People often think of sexual harassment in terms of quid pro quo: A supervisor offers someone a job or a raise in return for a sexual act. But in today’s workplace, most sexual harassment surprisingly stems from a much more insidious problem. “Statistically, most complaints in recent years are not for quid pro quo harassment but for environment claims, such as inappropriate comments and jokes,” Harkins says. That’s why Jake, in our opening scenario, poses such a threat.

The issue has become more acute as employees have become more willing to speak up about people like Jake. “We have come to a tipping point in society where people are starting to believe individuals who say they were sexually harassed,” says Valda Ford, CEO of the Omaha, Nebraska-based Center for Human Diversity. “And that’s a good thing. Before, it was too often a case of ‘he said, she said.’ But now people will no longer deal with these indignities.”

Sexual harassment is destructive to a business workplace in many ways that are hard to quantify. An organization with unchecked harassment can suffer a costly loss in staff morale. “Sexual harassment is a form of bullying,” Ford explains. And bullying, she says, can take a toll on performance. “Instead of being productive, a harassed individual becomes constantly afraid of encountering another comment, another inappropriate touch, another arrival of that creeping feeling of ‘here we go again.’”

The harm often affects the employer’s reputation. “Abused individuals will likely go into a protective stance when asked by a prospective employee about working at the company,” Ford says. “They will try to find some way to alert the person about the abusive environment.”

====================

**Task to carry out**
Reproduce the full text on workplace sexual harassment, word for word.

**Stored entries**
====================

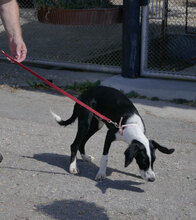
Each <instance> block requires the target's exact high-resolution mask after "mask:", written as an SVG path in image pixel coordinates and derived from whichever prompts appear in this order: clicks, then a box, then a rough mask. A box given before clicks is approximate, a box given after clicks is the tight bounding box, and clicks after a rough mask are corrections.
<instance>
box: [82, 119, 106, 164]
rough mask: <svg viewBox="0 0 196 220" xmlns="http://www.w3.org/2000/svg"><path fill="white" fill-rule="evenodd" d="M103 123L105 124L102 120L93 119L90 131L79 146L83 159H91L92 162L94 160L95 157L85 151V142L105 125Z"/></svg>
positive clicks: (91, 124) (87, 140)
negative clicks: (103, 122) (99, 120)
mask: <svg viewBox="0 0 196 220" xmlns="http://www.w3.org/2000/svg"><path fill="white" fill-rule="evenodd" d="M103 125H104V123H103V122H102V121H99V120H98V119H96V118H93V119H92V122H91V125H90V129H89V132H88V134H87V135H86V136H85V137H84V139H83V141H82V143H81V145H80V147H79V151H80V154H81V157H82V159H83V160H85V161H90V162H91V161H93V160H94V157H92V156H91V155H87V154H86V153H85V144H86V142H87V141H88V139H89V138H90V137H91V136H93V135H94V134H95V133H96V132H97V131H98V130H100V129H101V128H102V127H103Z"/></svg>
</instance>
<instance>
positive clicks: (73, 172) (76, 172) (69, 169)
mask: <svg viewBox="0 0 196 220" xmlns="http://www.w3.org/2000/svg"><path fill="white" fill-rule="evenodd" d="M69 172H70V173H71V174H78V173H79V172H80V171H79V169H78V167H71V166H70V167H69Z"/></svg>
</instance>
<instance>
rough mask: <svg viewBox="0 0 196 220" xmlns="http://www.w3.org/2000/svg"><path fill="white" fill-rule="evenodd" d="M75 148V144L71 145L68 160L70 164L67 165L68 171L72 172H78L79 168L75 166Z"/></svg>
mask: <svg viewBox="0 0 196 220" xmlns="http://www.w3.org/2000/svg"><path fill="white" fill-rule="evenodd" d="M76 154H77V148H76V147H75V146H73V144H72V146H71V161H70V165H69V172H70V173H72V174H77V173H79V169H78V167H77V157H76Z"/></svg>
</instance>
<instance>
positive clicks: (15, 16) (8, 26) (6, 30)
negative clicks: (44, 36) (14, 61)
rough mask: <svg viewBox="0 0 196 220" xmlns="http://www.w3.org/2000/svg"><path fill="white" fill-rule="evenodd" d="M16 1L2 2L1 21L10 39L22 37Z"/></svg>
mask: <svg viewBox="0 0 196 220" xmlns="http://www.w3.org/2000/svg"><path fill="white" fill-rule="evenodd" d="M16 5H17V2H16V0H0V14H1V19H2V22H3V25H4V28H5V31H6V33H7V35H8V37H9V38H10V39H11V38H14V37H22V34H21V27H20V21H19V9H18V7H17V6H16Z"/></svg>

====================

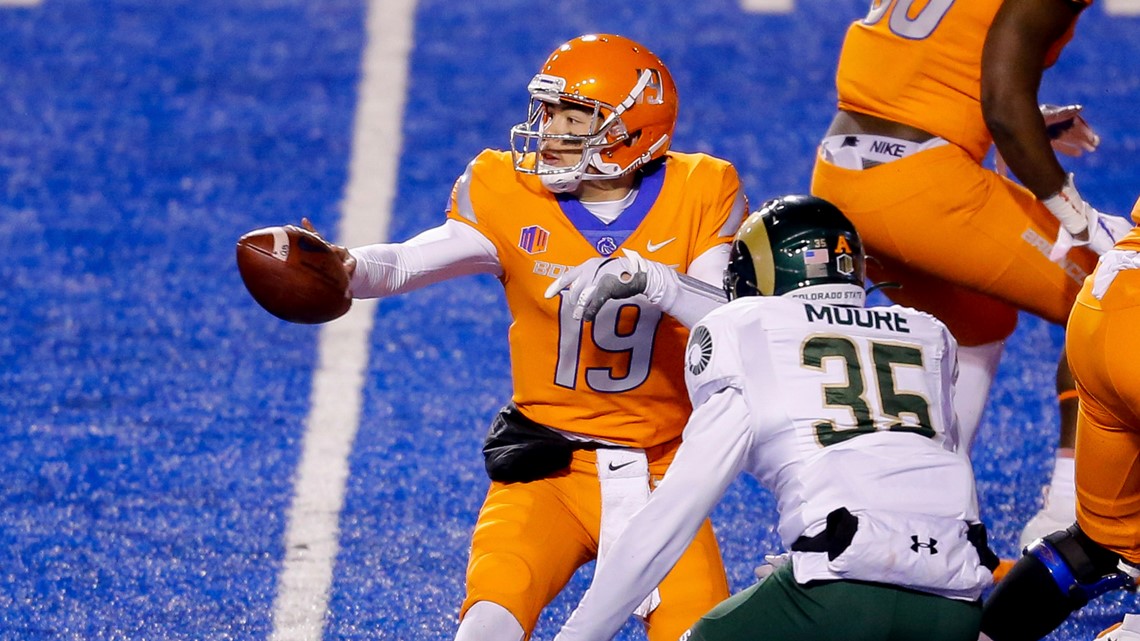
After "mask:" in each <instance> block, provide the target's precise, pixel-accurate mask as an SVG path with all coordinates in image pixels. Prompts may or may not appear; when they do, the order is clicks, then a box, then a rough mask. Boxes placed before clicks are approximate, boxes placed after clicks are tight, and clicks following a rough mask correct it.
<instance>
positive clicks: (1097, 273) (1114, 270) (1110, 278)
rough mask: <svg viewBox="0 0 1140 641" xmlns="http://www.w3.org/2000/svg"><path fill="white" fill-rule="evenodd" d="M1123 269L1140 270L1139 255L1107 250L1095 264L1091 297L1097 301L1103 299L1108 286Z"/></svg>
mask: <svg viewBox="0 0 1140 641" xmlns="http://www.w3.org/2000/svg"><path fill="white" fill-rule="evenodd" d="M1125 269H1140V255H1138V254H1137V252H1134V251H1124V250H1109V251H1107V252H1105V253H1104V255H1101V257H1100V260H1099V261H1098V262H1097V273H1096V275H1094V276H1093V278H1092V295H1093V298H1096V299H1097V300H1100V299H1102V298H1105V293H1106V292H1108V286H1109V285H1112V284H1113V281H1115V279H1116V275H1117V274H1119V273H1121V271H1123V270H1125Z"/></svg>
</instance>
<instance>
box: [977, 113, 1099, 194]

====================

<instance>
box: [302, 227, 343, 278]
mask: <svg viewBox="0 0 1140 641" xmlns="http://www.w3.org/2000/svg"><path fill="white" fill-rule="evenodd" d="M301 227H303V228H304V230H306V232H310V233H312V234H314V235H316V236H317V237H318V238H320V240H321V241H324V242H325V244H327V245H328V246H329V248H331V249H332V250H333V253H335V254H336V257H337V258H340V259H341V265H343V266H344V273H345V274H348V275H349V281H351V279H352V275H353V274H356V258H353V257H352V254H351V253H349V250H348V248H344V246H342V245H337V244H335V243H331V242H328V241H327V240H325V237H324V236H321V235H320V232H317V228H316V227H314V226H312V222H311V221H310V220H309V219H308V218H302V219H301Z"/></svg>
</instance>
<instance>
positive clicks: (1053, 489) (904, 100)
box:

====================

**Exercise answer**
People often think of sexual harassment in terms of quid pro quo: A supervisor offers someone a job or a raise in return for a sexual act. But in today’s workplace, most sexual harassment surprisingly stems from a much more insidious problem. “Statistically, most complaints in recent years are not for quid pro quo harassment but for environment claims, such as inappropriate comments and jokes,” Harkins says. That’s why Jake, in our opening scenario, poses such a threat.

The issue has become more acute as employees have become more willing to speak up about people like Jake. “We have come to a tipping point in society where people are starting to believe individuals who say they were sexually harassed,” says Valda Ford, CEO of the Omaha, Nebraska-based Center for Human Diversity. “And that’s a good thing. Before, it was too often a case of ‘he said, she said.’ But now people will no longer deal with these indignities.”

Sexual harassment is destructive to a business workplace in many ways that are hard to quantify. An organization with unchecked harassment can suffer a costly loss in staff morale. “Sexual harassment is a form of bullying,” Ford explains. And bullying, she says, can take a toll on performance. “Instead of being productive, a harassed individual becomes constantly afraid of encountering another comment, another inappropriate touch, another arrival of that creeping feeling of ‘here we go again.’”

The harm often affects the employer’s reputation. “Abused individuals will likely go into a protective stance when asked by a prospective employee about working at the company,” Ford says. “They will try to find some way to alert the person about the abusive environment.”